Page extract:
The Human Proteome Organization's Chromosome-Centric Human Proteome Project, or C-HPP, expects to achieve its goal of mapping and characterizing the roughly 20,000 proteins in the human proteome by the end of 2014, project leader William Hancock told ProteoMonitor this week.
There currently remain roughly 3,500 to 4,000 "missing" proteins for the project to characterize, said Hancock, chair in bioanalytical chemistry at Northeastern University and editor of the Journal of Proteome Research. This is down from the roughly 6,000 proteins the C-HPP estimated were outstanding as of the 2012 HUPO meeting.
"The numbers are not quite rock solid," Hancock said, noting that as efforts like the National Human Genome Research Institute's Encyclopedia of DNA Elements Consortium identify new genomic elements, the proteomic picture will likely shift, as well. But, he added, "the basic picture is that by the end of the next year, most of those [3,500 to 4,000 proteins] will no longer be missing."

Tasks:
1 - Copy the C-HPP report from "The Human Proteome Organization's" to "ProteoMonitor this week.", changing "C-HPP" to "project".
2 - In the C-HPP report, how many proteins did the project estimate were still outstanding as of the 2012 HUPO meeting?
Rely solely on the C-HPP report for what you write here.

Data under study:
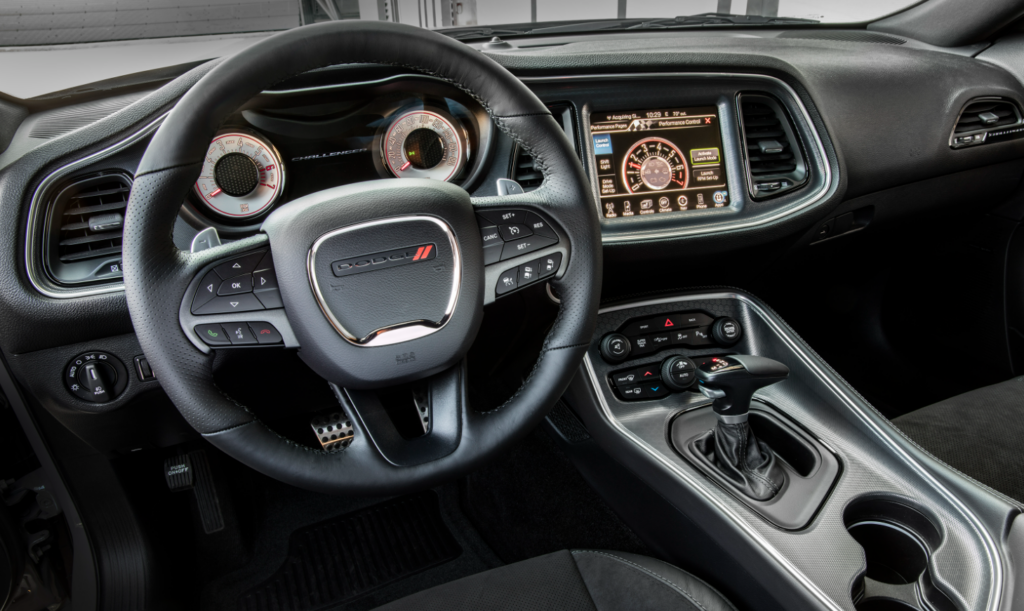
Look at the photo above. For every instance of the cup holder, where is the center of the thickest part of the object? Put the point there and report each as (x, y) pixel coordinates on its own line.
(894, 554)
(898, 540)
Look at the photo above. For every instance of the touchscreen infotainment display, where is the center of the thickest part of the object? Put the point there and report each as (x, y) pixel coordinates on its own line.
(655, 162)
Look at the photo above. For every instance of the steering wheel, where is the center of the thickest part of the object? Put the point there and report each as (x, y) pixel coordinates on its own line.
(378, 328)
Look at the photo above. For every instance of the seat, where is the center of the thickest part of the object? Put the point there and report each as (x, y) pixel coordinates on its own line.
(978, 433)
(577, 580)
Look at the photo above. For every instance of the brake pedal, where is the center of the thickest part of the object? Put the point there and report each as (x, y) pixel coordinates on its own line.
(192, 471)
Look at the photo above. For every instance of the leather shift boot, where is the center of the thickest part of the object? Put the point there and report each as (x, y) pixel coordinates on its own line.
(743, 460)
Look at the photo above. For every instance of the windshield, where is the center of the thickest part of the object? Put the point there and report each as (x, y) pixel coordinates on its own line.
(65, 22)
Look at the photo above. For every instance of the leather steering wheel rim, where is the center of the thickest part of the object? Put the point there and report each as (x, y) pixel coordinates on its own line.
(158, 273)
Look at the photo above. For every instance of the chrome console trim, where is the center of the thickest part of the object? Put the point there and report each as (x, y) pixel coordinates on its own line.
(995, 559)
(37, 208)
(730, 225)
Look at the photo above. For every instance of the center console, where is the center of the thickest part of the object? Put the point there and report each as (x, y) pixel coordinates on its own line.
(857, 517)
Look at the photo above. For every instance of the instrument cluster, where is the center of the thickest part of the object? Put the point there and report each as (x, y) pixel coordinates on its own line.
(289, 143)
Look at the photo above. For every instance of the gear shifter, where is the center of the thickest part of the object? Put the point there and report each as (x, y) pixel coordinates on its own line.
(731, 447)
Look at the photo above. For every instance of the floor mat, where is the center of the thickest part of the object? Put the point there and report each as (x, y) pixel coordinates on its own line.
(342, 559)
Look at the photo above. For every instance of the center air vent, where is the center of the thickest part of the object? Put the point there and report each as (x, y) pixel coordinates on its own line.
(774, 161)
(985, 120)
(85, 228)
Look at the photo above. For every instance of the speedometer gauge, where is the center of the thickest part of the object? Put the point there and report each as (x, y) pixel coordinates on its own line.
(653, 165)
(242, 175)
(423, 144)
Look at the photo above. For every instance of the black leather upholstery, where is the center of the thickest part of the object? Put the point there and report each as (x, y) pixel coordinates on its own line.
(579, 580)
(157, 272)
(978, 433)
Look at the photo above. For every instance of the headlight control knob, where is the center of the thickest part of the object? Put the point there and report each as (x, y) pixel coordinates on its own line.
(615, 347)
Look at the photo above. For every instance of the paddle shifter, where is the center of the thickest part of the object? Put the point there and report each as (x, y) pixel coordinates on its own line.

Exercise solutions:
1 -
The Human Proteome Organization's Chromosome-Centric Human Proteome Project, or project, expects to achieve its goal of mapping and characterizing the roughly 20,000 proteins in the human proteome by the end of 2014, project leader William Hancock told ProteoMonitor this week.

2 - Roughly 6,000 proteins.